╭─ PROVIDED MATERIAL

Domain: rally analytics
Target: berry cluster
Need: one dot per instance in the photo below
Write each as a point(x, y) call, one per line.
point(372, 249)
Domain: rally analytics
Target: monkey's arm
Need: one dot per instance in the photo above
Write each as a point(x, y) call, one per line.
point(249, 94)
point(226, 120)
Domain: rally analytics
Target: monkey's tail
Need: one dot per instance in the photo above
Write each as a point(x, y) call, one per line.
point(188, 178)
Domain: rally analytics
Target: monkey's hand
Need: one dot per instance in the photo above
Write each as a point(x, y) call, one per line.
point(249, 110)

╰─

▶ ASSIGNMENT:
Give the entries again exactly, every one.

▶ RESULT FOR THIS TASK:
Domain: rally analytics
Target: berry cluster
Need: one dot per instance in the photo below
Write each as a point(x, y) call, one per line.
point(372, 249)
Domain: rally analytics
Target: monkey's arm
Need: one dot per instance in the photo above
Write each as a point(x, y) call, one per line.
point(249, 94)
point(226, 120)
Domain: rally analytics
Target: monkey's tail
Need: one dot per instance in the photo above
Write each as a point(x, y) call, one per line.
point(188, 178)
Domain: rally analytics
Target: monkey's hand
Need: one dot per instance in the photo above
Write each as a point(x, y) call, one per line.
point(249, 110)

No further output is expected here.